WRITTEN EXERCISE
Copy the records word for word from the beginning up to and including the line that contains "[(199, 82)]", and leave the pictures out of your answer.

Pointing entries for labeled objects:

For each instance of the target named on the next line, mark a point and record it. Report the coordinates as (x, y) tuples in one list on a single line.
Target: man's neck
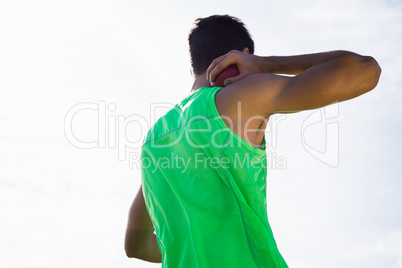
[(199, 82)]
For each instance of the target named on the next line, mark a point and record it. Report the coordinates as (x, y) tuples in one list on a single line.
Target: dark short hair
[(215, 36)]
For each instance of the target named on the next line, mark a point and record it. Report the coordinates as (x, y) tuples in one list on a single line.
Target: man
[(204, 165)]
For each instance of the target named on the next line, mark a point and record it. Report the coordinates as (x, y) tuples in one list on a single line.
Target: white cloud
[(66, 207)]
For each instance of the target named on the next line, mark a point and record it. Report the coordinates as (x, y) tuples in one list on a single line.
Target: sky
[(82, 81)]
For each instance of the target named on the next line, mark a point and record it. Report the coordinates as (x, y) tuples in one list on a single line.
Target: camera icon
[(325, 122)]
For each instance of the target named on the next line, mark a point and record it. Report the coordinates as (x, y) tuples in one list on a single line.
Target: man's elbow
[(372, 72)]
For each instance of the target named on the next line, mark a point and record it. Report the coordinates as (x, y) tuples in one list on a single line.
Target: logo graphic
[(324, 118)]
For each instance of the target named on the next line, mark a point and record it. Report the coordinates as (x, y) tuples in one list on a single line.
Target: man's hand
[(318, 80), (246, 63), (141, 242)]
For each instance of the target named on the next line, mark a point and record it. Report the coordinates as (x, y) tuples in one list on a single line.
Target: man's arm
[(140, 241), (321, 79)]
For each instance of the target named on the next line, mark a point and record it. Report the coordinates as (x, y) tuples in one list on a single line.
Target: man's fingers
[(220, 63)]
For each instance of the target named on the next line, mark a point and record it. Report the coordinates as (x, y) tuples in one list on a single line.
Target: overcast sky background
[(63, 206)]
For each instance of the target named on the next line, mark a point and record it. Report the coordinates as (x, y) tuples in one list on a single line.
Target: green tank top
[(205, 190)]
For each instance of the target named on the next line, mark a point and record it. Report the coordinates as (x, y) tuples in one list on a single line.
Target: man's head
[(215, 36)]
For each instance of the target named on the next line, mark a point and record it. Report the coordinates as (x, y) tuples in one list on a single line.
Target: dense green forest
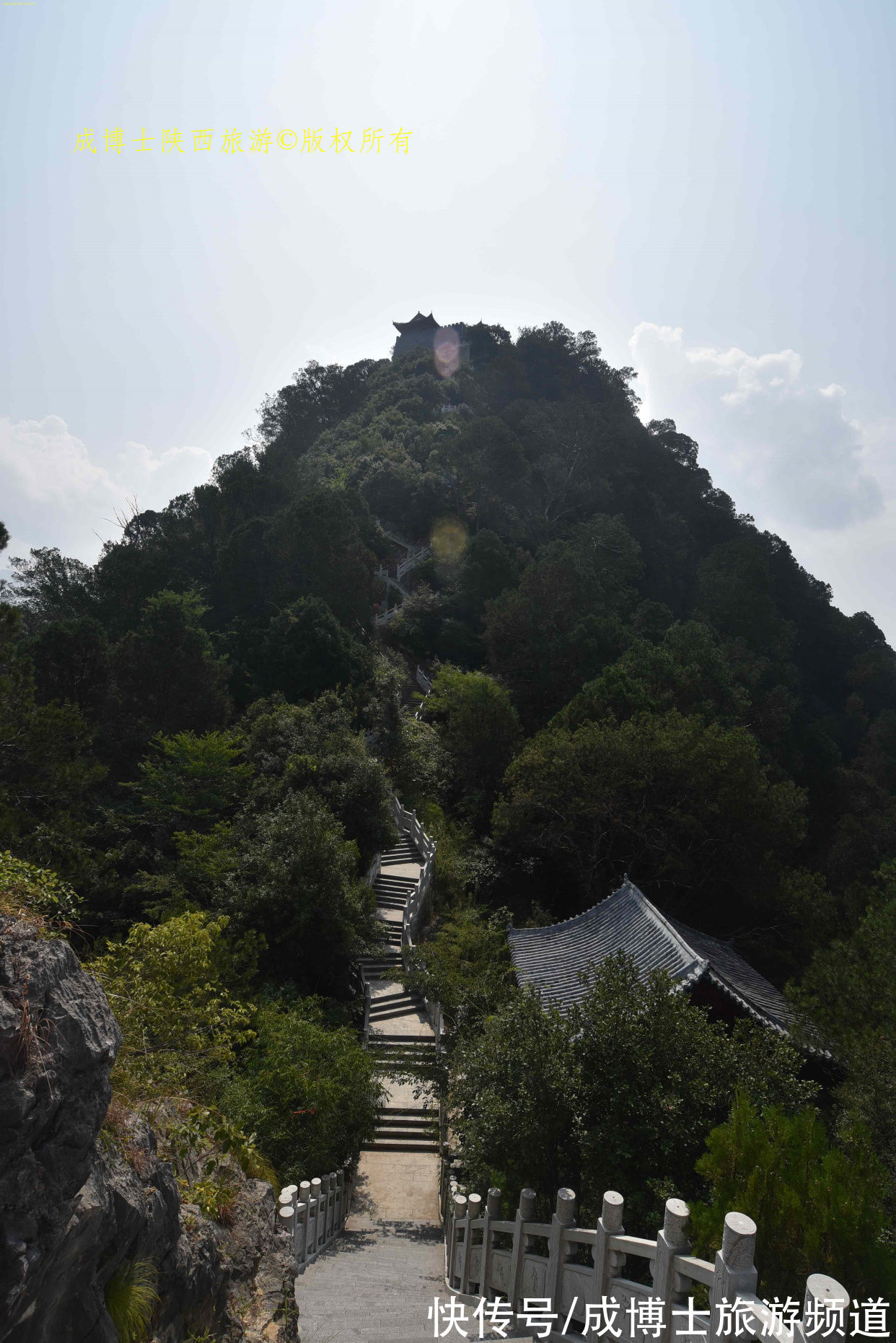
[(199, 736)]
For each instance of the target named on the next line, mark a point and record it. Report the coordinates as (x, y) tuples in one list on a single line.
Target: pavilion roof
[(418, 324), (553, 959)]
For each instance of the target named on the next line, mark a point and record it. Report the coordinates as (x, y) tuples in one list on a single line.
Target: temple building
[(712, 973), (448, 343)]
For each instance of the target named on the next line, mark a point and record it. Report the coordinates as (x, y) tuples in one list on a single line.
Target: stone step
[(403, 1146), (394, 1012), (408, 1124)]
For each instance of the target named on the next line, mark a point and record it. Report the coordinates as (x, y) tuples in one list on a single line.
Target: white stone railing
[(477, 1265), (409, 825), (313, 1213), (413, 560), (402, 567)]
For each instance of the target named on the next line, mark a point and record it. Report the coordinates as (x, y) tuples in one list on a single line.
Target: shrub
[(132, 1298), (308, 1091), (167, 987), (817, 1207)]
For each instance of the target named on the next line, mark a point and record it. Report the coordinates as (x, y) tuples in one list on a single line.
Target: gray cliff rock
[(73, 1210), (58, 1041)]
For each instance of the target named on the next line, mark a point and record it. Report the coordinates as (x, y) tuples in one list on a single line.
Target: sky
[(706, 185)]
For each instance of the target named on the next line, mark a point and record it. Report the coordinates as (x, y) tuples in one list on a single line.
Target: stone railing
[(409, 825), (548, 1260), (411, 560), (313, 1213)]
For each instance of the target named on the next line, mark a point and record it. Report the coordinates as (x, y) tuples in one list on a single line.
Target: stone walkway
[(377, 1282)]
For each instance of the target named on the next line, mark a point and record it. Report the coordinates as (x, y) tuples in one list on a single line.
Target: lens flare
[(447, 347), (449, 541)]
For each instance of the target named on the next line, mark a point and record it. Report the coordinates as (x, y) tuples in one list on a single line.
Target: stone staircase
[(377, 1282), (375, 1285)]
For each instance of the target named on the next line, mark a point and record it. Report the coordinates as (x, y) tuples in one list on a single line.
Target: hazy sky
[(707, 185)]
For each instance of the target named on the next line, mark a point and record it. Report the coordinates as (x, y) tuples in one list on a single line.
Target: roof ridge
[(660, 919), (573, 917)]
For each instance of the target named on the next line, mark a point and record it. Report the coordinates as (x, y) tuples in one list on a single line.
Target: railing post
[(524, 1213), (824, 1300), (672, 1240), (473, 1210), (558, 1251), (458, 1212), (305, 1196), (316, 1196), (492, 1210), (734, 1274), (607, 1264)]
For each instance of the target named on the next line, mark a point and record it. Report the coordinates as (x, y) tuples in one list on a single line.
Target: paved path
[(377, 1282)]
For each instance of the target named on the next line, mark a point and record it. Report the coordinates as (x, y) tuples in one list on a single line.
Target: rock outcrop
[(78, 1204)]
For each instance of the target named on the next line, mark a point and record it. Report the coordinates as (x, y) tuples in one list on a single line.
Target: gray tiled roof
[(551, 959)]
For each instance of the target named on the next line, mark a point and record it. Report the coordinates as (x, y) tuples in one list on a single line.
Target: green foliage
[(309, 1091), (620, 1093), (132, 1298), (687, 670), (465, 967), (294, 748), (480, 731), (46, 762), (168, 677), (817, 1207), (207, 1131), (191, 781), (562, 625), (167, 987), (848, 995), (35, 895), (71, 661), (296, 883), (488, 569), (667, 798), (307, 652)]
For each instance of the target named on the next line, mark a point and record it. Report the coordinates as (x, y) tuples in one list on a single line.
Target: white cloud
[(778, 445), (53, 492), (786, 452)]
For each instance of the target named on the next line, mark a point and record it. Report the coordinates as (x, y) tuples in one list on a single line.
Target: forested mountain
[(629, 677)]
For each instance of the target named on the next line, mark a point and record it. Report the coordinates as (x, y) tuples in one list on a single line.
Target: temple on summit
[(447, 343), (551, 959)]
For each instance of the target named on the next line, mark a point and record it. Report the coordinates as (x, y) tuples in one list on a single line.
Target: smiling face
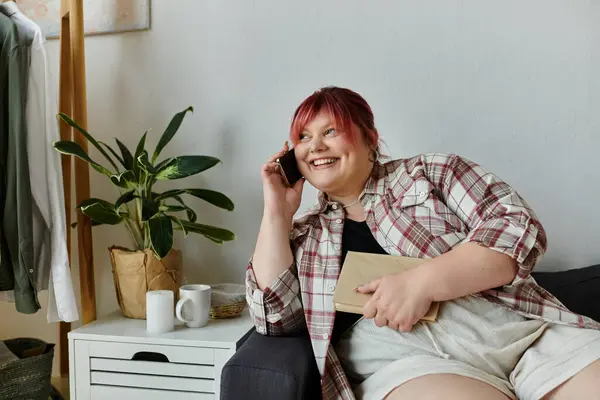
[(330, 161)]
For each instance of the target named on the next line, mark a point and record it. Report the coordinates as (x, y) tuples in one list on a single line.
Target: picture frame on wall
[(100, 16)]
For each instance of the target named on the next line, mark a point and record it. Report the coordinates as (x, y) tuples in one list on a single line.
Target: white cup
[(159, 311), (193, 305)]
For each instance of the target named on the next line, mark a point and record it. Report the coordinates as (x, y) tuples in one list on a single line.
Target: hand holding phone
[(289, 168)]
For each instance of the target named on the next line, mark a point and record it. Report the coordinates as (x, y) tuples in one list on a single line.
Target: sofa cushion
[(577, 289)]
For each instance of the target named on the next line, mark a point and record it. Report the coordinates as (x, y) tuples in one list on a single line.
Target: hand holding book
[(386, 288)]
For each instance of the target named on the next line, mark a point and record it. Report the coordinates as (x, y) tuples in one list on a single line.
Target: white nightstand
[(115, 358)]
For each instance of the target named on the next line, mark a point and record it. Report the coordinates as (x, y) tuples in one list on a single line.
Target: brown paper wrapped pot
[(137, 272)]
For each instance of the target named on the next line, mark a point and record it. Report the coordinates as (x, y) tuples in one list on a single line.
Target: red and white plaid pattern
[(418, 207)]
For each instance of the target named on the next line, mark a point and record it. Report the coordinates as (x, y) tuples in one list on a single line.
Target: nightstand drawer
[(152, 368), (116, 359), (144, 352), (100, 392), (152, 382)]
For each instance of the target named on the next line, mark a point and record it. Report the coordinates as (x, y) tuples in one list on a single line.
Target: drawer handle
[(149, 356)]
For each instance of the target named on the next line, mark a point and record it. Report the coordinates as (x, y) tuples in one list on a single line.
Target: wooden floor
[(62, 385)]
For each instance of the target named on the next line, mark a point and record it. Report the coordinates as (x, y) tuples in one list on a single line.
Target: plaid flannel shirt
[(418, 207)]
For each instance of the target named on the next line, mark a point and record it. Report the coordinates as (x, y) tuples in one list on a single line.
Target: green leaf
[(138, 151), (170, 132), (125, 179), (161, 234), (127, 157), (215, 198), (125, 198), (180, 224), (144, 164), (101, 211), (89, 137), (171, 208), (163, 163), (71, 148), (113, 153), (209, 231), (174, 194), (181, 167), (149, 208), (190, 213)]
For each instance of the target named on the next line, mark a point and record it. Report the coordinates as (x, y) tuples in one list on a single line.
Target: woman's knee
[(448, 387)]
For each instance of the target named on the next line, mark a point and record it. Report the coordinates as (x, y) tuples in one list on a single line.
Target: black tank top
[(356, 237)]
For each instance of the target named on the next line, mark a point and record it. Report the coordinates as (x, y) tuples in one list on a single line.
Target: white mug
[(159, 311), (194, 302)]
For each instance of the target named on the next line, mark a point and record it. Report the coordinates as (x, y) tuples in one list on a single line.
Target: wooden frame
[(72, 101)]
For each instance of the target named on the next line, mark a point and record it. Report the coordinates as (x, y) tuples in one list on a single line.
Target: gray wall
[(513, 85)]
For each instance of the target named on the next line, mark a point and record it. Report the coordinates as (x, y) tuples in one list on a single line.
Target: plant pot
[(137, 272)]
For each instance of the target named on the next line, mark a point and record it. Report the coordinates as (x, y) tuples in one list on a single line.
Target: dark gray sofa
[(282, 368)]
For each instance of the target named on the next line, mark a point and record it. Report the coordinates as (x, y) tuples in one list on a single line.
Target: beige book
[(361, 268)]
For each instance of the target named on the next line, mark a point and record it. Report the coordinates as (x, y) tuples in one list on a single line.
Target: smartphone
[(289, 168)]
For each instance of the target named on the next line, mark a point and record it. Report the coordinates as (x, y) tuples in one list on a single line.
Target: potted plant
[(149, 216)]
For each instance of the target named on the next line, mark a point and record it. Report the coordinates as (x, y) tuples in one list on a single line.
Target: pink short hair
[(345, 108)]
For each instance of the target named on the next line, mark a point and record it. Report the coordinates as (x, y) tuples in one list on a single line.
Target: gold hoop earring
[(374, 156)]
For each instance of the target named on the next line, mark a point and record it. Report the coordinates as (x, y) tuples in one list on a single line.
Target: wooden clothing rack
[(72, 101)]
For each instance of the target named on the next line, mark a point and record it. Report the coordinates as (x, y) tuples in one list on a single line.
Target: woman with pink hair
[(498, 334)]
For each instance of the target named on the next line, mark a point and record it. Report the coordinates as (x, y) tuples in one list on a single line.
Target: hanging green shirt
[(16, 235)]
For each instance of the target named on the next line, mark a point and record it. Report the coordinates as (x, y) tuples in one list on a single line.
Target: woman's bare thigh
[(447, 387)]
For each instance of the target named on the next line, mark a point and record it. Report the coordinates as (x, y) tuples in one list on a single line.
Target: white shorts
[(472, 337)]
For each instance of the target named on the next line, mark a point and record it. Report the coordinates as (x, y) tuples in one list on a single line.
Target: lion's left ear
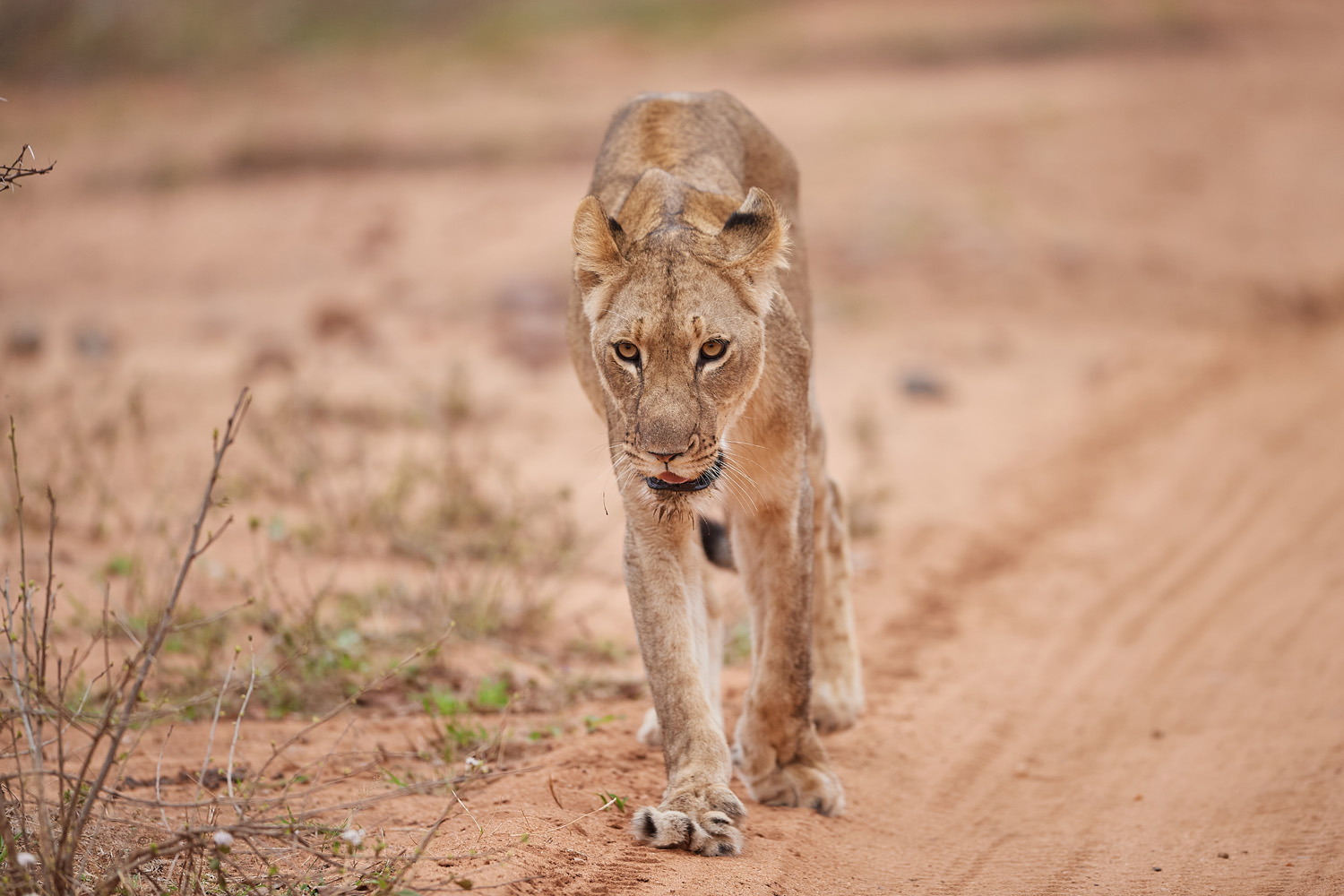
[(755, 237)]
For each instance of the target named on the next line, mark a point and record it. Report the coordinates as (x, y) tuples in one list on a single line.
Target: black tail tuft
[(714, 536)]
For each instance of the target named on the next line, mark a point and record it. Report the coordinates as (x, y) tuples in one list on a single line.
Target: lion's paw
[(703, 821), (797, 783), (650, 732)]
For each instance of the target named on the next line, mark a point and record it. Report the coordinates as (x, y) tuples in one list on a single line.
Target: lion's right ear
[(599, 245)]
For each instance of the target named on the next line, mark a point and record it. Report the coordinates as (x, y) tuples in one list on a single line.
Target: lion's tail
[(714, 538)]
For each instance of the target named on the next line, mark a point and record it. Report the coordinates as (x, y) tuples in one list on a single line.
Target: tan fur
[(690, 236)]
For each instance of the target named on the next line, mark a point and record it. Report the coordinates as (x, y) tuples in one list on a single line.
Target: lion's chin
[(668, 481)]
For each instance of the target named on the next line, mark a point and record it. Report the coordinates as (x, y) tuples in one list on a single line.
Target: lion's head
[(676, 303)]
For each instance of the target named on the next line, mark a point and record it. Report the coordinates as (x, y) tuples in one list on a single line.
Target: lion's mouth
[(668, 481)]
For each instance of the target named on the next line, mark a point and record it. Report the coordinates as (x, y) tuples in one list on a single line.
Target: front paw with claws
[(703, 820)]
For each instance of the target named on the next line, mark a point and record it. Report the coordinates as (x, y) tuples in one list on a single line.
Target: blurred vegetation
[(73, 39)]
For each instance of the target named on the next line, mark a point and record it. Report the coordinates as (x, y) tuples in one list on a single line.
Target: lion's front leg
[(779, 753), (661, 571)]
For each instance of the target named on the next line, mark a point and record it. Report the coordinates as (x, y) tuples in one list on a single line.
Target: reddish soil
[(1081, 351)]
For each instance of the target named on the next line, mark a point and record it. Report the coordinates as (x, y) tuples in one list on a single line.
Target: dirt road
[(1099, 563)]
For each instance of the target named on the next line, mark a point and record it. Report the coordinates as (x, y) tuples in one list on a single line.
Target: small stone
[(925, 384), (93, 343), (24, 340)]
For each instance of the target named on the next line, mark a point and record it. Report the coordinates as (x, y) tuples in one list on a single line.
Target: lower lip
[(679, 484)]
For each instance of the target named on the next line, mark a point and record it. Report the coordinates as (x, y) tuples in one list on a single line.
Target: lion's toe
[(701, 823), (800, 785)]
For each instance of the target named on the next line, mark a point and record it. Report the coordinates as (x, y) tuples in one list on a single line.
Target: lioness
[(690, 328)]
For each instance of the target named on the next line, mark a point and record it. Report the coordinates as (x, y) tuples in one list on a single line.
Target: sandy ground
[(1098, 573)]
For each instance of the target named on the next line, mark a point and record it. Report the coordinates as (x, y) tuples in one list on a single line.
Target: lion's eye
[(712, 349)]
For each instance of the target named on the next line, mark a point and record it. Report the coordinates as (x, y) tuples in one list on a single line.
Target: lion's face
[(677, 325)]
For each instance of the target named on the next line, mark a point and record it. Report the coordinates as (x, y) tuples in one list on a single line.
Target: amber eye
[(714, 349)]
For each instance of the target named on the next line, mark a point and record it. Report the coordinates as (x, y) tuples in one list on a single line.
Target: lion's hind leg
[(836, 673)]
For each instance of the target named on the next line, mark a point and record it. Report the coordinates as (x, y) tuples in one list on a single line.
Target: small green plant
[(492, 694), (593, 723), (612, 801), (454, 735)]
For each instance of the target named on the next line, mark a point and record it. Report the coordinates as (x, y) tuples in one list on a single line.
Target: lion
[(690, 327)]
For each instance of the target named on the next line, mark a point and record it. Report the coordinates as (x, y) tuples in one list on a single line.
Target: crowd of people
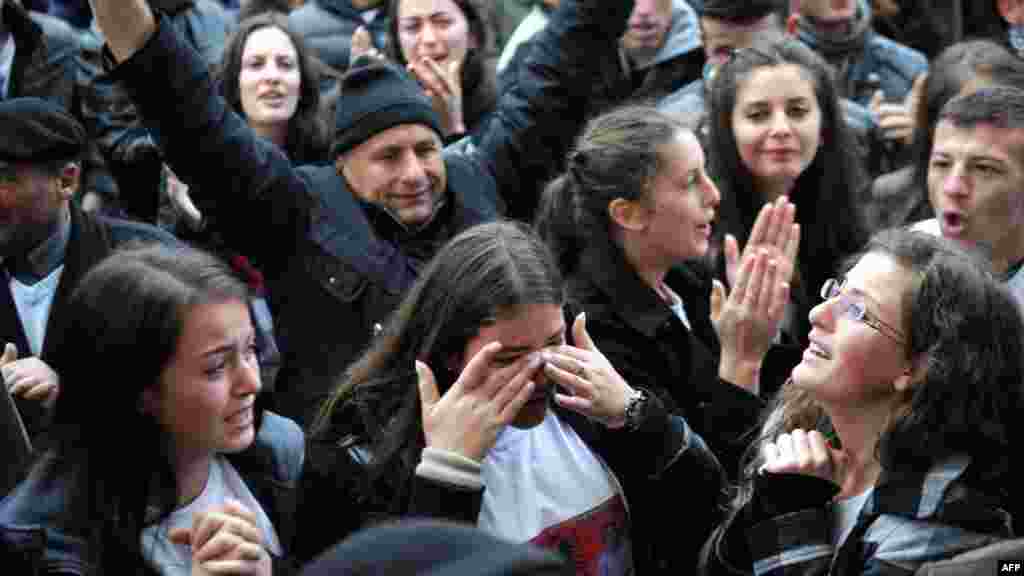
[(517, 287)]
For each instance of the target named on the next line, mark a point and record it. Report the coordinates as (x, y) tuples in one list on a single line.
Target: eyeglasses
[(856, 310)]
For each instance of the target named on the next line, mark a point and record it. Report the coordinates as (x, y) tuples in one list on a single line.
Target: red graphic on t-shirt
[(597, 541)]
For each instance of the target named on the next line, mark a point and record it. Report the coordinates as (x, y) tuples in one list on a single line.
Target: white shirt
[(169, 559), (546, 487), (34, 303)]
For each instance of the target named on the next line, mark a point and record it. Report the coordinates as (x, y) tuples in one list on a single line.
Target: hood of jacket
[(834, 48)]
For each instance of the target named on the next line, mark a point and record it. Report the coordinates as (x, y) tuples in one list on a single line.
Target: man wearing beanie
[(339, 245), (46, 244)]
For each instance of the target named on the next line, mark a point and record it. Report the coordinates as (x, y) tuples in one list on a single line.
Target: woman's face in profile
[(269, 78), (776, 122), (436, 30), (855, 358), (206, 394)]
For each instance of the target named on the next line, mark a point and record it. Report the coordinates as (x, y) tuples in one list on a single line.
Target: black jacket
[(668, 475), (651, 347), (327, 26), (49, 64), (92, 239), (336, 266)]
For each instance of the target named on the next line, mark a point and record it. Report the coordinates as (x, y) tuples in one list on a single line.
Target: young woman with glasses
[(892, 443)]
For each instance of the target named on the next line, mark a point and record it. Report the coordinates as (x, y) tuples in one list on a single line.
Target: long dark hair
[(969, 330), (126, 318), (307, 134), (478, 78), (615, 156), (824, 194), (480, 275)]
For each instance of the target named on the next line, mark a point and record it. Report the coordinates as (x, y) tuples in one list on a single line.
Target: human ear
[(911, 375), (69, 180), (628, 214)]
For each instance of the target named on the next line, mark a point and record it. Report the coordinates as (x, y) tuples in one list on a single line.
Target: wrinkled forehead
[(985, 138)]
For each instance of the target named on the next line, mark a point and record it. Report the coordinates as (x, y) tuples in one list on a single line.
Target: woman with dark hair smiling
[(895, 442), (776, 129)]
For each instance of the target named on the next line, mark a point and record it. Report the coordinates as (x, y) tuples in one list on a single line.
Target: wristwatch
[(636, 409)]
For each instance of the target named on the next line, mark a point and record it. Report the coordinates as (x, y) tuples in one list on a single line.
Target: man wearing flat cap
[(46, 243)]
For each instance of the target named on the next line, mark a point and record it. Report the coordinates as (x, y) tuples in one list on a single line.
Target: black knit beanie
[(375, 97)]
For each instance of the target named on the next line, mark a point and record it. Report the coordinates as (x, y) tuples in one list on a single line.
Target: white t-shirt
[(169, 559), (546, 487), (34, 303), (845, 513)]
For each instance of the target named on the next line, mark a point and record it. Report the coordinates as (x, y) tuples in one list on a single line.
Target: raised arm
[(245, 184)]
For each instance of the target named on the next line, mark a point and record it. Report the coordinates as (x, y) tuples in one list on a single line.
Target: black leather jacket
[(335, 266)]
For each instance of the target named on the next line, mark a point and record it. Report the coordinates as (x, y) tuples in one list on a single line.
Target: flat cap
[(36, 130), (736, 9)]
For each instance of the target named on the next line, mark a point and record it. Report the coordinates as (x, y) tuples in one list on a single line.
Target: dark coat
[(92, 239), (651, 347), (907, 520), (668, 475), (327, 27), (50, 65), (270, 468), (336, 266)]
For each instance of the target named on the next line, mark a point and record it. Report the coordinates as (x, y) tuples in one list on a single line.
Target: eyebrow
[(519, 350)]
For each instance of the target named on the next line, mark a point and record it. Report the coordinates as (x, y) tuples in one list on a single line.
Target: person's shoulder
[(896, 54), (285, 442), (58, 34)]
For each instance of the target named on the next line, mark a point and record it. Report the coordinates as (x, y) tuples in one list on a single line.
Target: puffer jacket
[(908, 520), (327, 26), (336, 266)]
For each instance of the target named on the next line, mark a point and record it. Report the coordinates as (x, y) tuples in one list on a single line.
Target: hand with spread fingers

ANSWER
For each instance of the target named on the next line, mark a point and record it. Report the coordinates as (x, y) tuples in one list on a single line.
Target: man's neck
[(199, 82)]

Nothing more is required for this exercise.